Point-based annotation data
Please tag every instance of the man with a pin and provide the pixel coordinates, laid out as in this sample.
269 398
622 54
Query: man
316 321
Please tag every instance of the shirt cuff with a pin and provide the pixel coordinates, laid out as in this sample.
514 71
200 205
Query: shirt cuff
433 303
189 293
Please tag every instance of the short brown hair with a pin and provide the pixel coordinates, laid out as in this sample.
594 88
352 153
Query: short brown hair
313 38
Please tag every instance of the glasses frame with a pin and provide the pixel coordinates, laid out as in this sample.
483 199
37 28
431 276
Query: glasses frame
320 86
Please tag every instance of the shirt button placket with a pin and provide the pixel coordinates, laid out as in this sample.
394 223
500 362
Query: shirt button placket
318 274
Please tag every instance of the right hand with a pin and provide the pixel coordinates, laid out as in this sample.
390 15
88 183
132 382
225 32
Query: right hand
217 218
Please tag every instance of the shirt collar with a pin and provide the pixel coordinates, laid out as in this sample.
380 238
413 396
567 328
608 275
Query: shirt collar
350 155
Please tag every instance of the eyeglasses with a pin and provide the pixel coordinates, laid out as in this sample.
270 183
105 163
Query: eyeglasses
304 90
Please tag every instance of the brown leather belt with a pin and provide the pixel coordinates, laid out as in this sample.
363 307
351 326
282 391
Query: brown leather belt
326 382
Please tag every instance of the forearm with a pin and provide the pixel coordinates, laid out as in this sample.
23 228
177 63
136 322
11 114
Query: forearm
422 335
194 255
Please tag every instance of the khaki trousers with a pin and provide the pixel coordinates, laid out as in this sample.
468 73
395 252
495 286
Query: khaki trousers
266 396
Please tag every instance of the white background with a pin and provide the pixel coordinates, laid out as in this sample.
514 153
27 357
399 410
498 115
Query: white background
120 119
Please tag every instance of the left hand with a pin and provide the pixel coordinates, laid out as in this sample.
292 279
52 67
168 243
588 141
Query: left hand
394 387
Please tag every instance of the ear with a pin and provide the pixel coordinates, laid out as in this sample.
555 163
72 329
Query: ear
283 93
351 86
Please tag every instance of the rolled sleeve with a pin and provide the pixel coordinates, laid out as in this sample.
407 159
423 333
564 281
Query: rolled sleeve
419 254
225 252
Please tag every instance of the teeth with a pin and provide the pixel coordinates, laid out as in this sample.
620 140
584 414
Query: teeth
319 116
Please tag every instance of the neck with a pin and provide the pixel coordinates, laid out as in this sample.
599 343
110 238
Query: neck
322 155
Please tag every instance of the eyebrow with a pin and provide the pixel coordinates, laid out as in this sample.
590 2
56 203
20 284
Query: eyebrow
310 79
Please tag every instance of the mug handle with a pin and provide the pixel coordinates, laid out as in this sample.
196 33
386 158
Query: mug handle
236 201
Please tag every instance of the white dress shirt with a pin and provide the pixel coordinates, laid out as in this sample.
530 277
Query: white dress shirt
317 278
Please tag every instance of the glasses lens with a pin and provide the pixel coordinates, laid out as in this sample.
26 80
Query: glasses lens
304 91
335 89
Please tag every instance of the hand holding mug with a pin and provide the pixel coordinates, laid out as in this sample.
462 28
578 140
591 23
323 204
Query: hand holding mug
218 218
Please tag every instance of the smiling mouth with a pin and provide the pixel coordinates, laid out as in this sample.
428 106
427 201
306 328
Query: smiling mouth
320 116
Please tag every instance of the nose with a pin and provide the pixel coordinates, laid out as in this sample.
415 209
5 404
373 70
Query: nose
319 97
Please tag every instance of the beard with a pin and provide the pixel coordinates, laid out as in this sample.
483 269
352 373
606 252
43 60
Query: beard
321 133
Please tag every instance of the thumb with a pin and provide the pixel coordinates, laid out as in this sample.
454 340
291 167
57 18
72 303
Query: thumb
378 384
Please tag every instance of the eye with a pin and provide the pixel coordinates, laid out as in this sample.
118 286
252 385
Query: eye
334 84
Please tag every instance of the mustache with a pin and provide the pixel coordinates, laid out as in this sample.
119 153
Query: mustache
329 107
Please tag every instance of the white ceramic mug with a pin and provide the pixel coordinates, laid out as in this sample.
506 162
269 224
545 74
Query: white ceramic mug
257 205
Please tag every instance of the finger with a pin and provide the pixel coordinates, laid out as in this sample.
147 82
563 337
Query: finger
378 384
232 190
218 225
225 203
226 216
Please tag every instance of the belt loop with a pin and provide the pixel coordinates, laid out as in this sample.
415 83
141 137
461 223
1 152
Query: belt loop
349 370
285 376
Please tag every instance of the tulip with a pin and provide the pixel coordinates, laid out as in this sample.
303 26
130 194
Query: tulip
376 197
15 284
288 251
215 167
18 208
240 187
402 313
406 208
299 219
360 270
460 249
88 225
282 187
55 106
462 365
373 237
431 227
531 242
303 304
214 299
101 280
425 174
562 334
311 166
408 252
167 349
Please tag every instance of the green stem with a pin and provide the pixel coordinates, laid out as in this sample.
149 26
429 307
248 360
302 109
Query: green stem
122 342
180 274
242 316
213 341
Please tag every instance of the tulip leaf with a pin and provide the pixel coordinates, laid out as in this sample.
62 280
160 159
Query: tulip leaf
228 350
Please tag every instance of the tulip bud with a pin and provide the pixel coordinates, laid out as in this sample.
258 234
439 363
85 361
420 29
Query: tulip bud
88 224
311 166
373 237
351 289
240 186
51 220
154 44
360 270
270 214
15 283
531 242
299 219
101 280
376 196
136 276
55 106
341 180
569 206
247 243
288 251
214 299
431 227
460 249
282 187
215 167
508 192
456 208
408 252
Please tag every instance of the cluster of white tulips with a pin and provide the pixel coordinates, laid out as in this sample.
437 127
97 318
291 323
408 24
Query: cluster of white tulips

_YOUR INSTRUCTIONS_. Give again, word for word, every line from the one holding "Please tag every instance of the finger" to the end of the data.

_ANSWER TO THIS EXERCISE_.
Please tag every instance of the finger with a pin and provide the pixel coordinates, laid out as in this sample.
147 82
563 337
Query: finger
378 384
232 190
218 225
225 203
226 216
Please tag every instance of the belt loop with a pin and provide the pixel coordinates, laid out as in this sample.
415 83
141 137
461 223
1 152
Query: belt loop
349 370
285 376
Please tag every instance of the tulip with a pin and provide the pixel coordinates, laid out as in this sample.
303 26
130 194
Query: tulip
376 197
15 284
288 251
215 167
18 208
240 187
402 313
406 208
299 219
360 270
460 249
88 225
282 187
55 106
462 365
373 237
431 227
531 242
303 304
214 299
101 280
425 174
562 334
311 166
408 252
167 349
Please tag every instance of the green stem with a pin and provide the pixel coordinates, laid out as in this sample.
149 26
429 307
248 360
302 109
Query: green stem
122 342
180 274
242 316
213 341
Please tag every instance of the tulip leaf with a pin and provide the pixel coordinates, laid out as in this sample.
62 280
160 159
Query: tulip leaf
228 350
Please tag every instance of the tulip bud with a pin and provide the pixel coordinates, laid out as in this sample.
258 234
439 363
85 361
420 29
Query: tulip bud
88 224
311 166
373 237
351 289
240 186
51 220
154 44
360 270
270 214
15 283
531 242
299 219
101 280
376 196
136 276
55 106
341 180
569 206
247 243
288 251
214 299
431 227
460 249
282 187
215 167
508 192
456 208
408 252
Please tag every instance of the cluster of white tulips with a pin and provide the pixel coordinates, laid out as in this sample.
437 127
97 318
291 323
408 24
Query: cluster of white tulips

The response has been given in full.